▸ Supplied text
□ □ □ □ □ □ □
Common law, also known as case law, is a body of unwritten laws based on legal precedents. It is derived from its original appearance in medieval England, and it is still in effect in the US and other countries today. Common law relies on detailed records of similar situations and statutes because there is no official legal code that can be applied to a case at hand. The sources of common law can be classified as primary and secondary sources. Primary sources are the actual law in the form of constitutions, court cases, statutes, and administrative rules and regulations. Secondary sources explain, critique, or discuss the law and help locate primary sources. The main sources for the history of common law in the Middle Ages were the plea rolls and the Year Books.
□ □ □ □ □ □ □
▸ The request
In the text on common law, what were the main sources for the history of common law in the Middle Ages? The lines that follow come from a separate source.

Extracted records
□ □ □ □ □ □ □
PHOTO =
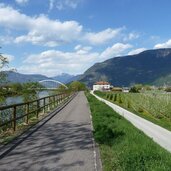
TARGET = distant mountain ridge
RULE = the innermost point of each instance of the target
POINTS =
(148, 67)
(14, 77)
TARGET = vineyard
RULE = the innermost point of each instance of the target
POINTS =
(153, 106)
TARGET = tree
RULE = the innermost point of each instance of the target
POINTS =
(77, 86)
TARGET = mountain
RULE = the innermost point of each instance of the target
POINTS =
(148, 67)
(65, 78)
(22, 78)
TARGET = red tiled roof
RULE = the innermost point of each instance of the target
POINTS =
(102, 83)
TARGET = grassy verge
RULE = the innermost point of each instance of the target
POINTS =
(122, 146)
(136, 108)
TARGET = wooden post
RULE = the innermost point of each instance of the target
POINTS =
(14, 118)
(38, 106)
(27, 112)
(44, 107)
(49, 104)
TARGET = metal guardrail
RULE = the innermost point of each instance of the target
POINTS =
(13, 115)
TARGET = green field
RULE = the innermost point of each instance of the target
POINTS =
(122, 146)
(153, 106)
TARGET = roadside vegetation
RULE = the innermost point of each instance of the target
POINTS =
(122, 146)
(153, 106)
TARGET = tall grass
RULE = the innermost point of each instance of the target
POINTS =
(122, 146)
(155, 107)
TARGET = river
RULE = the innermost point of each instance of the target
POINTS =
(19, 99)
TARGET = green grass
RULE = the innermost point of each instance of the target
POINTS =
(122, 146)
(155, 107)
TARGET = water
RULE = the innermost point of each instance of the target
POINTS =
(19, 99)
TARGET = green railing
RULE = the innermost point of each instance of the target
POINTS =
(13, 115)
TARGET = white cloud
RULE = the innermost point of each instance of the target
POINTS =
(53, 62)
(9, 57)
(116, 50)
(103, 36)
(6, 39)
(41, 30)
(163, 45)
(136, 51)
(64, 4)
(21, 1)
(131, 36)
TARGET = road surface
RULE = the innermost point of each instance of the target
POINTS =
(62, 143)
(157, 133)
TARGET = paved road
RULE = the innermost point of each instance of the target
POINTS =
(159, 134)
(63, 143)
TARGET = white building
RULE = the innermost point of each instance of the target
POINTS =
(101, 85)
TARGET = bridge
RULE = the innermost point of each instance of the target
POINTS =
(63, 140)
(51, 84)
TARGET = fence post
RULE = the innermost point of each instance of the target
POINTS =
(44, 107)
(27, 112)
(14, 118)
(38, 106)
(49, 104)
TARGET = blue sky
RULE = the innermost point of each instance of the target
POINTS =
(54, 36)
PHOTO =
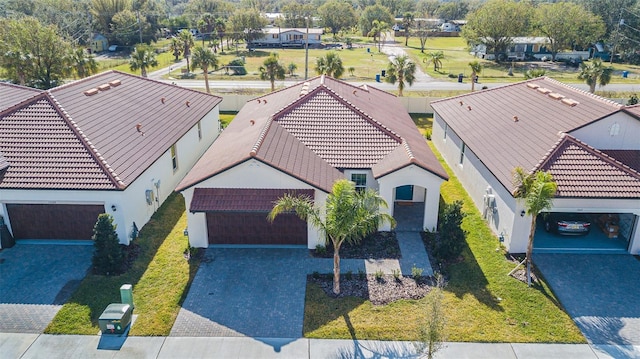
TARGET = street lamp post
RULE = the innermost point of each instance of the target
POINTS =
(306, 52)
□ □ □ □ □ □ □
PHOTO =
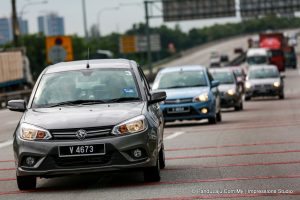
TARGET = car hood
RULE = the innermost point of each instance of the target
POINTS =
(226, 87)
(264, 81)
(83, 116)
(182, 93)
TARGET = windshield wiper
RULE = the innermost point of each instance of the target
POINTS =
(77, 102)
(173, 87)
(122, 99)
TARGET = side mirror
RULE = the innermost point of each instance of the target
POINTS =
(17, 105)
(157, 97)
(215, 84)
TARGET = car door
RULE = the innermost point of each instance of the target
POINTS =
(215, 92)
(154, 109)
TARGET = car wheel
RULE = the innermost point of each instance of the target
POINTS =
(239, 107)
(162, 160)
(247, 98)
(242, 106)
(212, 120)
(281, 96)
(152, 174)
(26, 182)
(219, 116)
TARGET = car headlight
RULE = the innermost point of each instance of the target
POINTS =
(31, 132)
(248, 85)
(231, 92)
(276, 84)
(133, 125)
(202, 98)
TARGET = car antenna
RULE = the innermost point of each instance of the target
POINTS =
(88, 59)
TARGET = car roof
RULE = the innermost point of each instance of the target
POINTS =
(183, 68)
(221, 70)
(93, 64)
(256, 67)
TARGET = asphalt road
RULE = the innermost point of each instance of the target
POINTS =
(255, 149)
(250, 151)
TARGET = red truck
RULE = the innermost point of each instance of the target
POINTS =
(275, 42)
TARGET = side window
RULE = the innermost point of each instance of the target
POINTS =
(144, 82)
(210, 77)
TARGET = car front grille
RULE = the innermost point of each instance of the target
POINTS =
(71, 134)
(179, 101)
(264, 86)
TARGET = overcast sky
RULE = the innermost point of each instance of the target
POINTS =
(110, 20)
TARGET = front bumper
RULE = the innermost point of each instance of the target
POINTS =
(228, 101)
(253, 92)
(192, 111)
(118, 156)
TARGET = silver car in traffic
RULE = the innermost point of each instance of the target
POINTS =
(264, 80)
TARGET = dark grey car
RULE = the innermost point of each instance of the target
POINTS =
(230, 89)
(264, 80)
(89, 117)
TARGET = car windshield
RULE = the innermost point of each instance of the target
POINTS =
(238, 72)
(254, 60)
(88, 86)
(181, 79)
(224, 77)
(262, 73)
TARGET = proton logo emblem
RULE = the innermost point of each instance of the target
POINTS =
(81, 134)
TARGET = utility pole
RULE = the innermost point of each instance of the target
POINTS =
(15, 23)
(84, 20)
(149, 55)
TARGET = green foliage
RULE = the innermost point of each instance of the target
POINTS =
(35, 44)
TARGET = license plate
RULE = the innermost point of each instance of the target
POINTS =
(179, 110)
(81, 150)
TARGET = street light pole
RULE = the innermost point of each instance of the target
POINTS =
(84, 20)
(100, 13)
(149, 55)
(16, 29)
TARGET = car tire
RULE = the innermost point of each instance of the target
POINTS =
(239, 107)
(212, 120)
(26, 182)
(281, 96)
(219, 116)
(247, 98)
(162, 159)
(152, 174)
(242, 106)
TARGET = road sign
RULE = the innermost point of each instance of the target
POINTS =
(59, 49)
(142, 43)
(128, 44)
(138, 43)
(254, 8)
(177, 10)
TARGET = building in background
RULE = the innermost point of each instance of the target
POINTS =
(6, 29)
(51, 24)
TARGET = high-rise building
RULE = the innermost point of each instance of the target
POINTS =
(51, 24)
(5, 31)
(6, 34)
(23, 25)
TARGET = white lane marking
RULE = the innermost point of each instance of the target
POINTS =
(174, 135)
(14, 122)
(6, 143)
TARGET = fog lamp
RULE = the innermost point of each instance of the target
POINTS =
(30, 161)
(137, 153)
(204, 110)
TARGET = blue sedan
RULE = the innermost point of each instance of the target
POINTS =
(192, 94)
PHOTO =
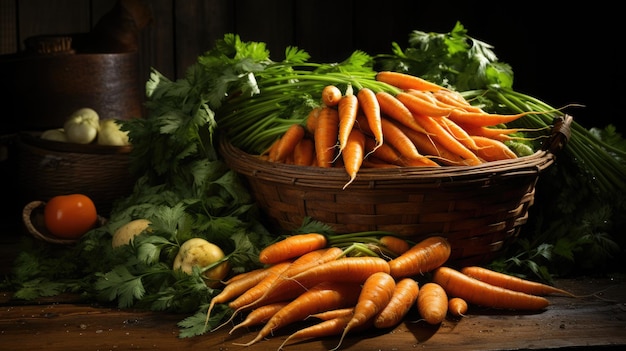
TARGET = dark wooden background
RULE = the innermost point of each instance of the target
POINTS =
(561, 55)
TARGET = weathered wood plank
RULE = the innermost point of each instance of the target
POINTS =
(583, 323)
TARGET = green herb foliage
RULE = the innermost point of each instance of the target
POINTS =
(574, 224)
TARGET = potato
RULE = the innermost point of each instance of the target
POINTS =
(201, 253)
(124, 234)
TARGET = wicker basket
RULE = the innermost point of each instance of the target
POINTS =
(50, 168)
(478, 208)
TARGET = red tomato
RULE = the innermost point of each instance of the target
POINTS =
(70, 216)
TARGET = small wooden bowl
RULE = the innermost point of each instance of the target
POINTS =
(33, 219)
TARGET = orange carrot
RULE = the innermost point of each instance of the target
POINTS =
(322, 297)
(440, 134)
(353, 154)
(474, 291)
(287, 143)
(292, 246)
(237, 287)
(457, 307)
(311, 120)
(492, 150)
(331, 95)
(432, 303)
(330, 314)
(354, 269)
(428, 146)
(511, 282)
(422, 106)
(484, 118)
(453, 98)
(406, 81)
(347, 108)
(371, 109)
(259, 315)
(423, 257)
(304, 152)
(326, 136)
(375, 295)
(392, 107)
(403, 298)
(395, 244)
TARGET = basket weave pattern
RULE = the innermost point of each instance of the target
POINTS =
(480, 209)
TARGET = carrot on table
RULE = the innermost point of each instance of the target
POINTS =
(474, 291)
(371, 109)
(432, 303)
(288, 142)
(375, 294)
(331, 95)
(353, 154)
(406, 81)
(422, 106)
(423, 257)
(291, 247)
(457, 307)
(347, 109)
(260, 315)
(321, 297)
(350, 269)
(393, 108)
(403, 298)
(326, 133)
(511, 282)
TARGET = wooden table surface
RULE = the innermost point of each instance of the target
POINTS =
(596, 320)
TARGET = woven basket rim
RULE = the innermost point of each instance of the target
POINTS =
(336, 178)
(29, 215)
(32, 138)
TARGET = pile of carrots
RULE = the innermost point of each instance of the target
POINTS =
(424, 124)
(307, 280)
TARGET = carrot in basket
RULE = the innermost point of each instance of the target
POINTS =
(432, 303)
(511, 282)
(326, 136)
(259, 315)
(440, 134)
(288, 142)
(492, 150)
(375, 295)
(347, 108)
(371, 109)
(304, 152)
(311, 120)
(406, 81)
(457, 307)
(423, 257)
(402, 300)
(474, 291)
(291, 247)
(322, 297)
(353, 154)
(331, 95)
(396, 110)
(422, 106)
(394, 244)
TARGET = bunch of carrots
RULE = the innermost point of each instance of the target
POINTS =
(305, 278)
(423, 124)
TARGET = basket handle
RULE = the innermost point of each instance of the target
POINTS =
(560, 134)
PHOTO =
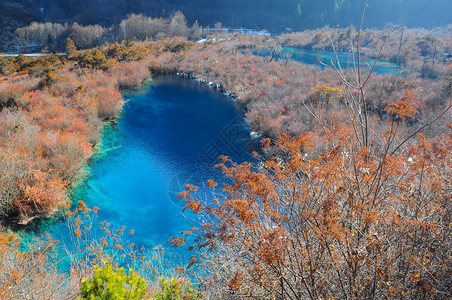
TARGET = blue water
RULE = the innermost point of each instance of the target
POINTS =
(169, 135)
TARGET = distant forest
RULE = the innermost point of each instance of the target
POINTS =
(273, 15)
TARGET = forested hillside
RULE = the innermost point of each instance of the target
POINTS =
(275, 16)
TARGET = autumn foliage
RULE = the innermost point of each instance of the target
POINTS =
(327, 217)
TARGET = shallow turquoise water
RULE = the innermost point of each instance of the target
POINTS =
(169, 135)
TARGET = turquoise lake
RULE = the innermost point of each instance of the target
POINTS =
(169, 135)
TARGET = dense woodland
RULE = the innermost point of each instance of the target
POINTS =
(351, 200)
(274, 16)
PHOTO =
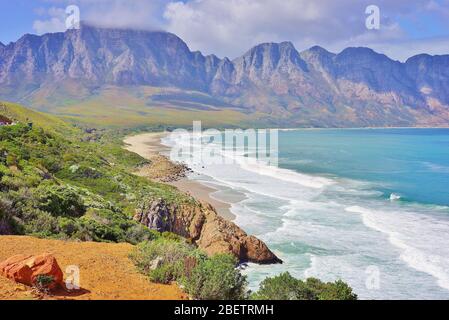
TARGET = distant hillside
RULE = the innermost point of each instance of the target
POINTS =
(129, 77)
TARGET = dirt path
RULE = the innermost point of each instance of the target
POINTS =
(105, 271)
□ □ □ □ □ □ □
▸ Final answer
The plea rolls and the Year Books.